Your assignment: Output the records below verbatim, minus the pictures.

# # # # #

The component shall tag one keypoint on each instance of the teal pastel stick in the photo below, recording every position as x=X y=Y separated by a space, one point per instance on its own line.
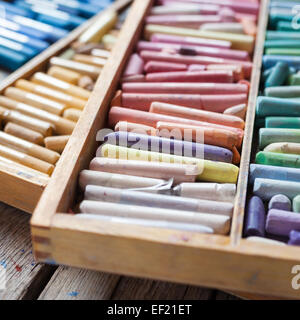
x=267 y=188
x=269 y=106
x=278 y=44
x=278 y=75
x=273 y=135
x=10 y=59
x=283 y=92
x=278 y=159
x=283 y=122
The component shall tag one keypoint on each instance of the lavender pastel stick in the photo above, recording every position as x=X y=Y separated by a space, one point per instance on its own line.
x=280 y=202
x=281 y=223
x=169 y=146
x=273 y=172
x=267 y=188
x=294 y=238
x=255 y=218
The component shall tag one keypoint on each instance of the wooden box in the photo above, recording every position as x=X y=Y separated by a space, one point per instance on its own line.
x=224 y=262
x=16 y=188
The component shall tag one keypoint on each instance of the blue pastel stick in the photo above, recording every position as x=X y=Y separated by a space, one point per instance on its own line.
x=13 y=26
x=274 y=173
x=53 y=33
x=271 y=60
x=38 y=45
x=18 y=47
x=6 y=7
x=10 y=59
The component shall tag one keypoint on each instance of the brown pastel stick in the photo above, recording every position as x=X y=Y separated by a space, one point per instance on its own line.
x=61 y=125
x=24 y=133
x=43 y=127
x=26 y=160
x=64 y=74
x=56 y=143
x=28 y=148
x=72 y=114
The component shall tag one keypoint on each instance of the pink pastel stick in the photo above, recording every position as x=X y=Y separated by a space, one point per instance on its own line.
x=135 y=66
x=186 y=88
x=143 y=102
x=198 y=76
x=186 y=21
x=203 y=60
x=194 y=50
x=156 y=66
x=164 y=38
x=237 y=6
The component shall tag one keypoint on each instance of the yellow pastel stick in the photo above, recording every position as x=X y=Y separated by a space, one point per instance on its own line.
x=210 y=171
x=104 y=24
x=238 y=41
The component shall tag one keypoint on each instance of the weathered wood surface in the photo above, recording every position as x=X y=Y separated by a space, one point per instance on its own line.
x=28 y=280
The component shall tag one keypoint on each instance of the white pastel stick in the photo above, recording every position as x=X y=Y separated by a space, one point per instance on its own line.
x=149 y=223
x=219 y=223
x=138 y=198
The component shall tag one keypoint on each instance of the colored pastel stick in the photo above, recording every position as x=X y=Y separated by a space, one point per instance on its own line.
x=240 y=42
x=194 y=50
x=36 y=44
x=114 y=180
x=121 y=196
x=195 y=41
x=186 y=88
x=280 y=202
x=255 y=218
x=219 y=223
x=281 y=222
x=195 y=114
x=274 y=173
x=158 y=170
x=278 y=75
x=117 y=114
x=269 y=106
x=191 y=76
x=210 y=191
x=164 y=145
x=201 y=60
x=53 y=33
x=267 y=188
x=143 y=101
x=283 y=122
x=294 y=239
x=296 y=204
x=148 y=223
x=278 y=159
x=273 y=135
x=283 y=147
x=211 y=171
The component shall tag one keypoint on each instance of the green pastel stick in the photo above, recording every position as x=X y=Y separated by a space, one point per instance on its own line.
x=273 y=135
x=296 y=204
x=283 y=92
x=278 y=75
x=283 y=122
x=282 y=44
x=283 y=52
x=278 y=159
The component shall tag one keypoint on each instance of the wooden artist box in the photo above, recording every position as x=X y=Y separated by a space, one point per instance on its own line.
x=19 y=189
x=226 y=262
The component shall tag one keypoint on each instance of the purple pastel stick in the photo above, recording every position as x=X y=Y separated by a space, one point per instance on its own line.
x=255 y=218
x=280 y=202
x=280 y=222
x=294 y=238
x=170 y=146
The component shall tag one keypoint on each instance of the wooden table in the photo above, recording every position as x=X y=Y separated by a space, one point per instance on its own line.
x=27 y=280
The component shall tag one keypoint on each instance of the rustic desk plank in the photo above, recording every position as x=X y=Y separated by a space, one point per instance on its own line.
x=24 y=278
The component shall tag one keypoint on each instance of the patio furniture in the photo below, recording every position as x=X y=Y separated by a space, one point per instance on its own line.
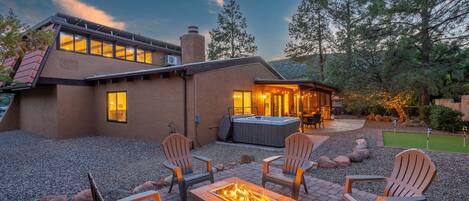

# # # # #

Your solution:
The component shall tag one keypoint on each instance of the teal pastel stick in the photo below, recording every position as x=X y=Y separated by a space, one point per instance on its own line.
x=267 y=188
x=269 y=106
x=278 y=44
x=278 y=75
x=273 y=135
x=10 y=59
x=283 y=92
x=278 y=159
x=283 y=122
The component shall tag one keypoint on each instance of the lavender pastel stick in the photo above, recording every position as x=X y=Y separated by a space, one point per instance on its own line.
x=280 y=202
x=281 y=223
x=169 y=146
x=273 y=172
x=267 y=188
x=294 y=238
x=255 y=218
The component shall tag one keypoint on each instance of the wooden box in the photo above, recording every position as x=X y=Y separated by a space, one point per instance on its own line.
x=224 y=262
x=16 y=188
The component shall tag one keypoint on each instance of the blue pastel stick in the photo above, recording every position as x=X y=Y separated by a space, one point per instance on its own line.
x=13 y=26
x=274 y=173
x=53 y=33
x=271 y=60
x=38 y=45
x=18 y=47
x=6 y=7
x=10 y=59
The component shall tag one keypoint on each instance of the brown pastel stick in the photo above, recording every position as x=X y=Y separated by a space, one point per instance on its own line.
x=61 y=125
x=24 y=133
x=43 y=127
x=26 y=160
x=64 y=74
x=56 y=143
x=28 y=148
x=72 y=114
The component shall tag one keypoint on each instance of the pink pastel stick in the photo above, recording every position as x=X y=Y separated by a space, one point per instance on its own line.
x=135 y=66
x=186 y=88
x=143 y=102
x=198 y=76
x=186 y=21
x=203 y=60
x=194 y=50
x=156 y=66
x=164 y=38
x=237 y=6
The component shall tag one keypoint on each instance of the yellow pastel stick in the photo above, recording every position as x=X y=Y separated by a space, one point per instance on its own line.
x=210 y=171
x=104 y=24
x=238 y=41
The component shall tag one keypoint on each instance of the weathered wood surface in the photo above, recording every position as x=X y=Y separated by a space, one point per instance on its own line.
x=28 y=280
The component shall tag one keypoint on each instance of the white pastel stick in the photo above, recording every position as x=X y=Y separated by a space, one point per instance on its own line.
x=149 y=223
x=219 y=223
x=138 y=198
The component shall tag one keypoint on each instance of the colored pastel stick in the photo above, recording every position as x=X y=Y separated by a space, one point per instance on its own line.
x=240 y=42
x=194 y=50
x=36 y=44
x=114 y=180
x=121 y=196
x=195 y=41
x=186 y=88
x=280 y=202
x=255 y=218
x=219 y=223
x=281 y=222
x=195 y=114
x=274 y=173
x=158 y=170
x=278 y=75
x=117 y=114
x=269 y=106
x=191 y=76
x=210 y=191
x=164 y=145
x=201 y=60
x=53 y=33
x=267 y=188
x=143 y=101
x=283 y=122
x=294 y=239
x=296 y=204
x=148 y=223
x=278 y=159
x=273 y=135
x=283 y=147
x=211 y=171
The component shall tag one keypoint on each instance of the green pastel stick in the photo above, recording every position as x=X y=Y separated by a space, one point per instance on its own line.
x=273 y=135
x=296 y=204
x=283 y=92
x=278 y=75
x=283 y=122
x=282 y=44
x=283 y=52
x=278 y=159
The component shall tag one keypoint on each instance of the wooden artist box in the photo above, recording every position as x=X y=Y separated by a space, one point per instance on its own line.
x=19 y=189
x=226 y=262
The component shall tag one keypoint on each instance of the purple pastel stick in the photo above, recording every position as x=X y=Y separated by a space, one point per instance on its own line.
x=255 y=218
x=280 y=202
x=280 y=222
x=294 y=238
x=170 y=146
The component shall tag one keypoint on each instance of the wooden table in the photo above, recording every position as x=X y=Y separated by a space, one point per instance on its own line.
x=27 y=280
The component shall tag one keypoint on each instance of the rustic desk plank in the photo above, recording every position as x=X y=Y separated by a space, one point per instance on its own line.
x=24 y=278
The component shall tag one keypoint on each instance of the patio furniture in the photo below, recording every position as x=X y=Y separated by a space, one point per instance on its own line.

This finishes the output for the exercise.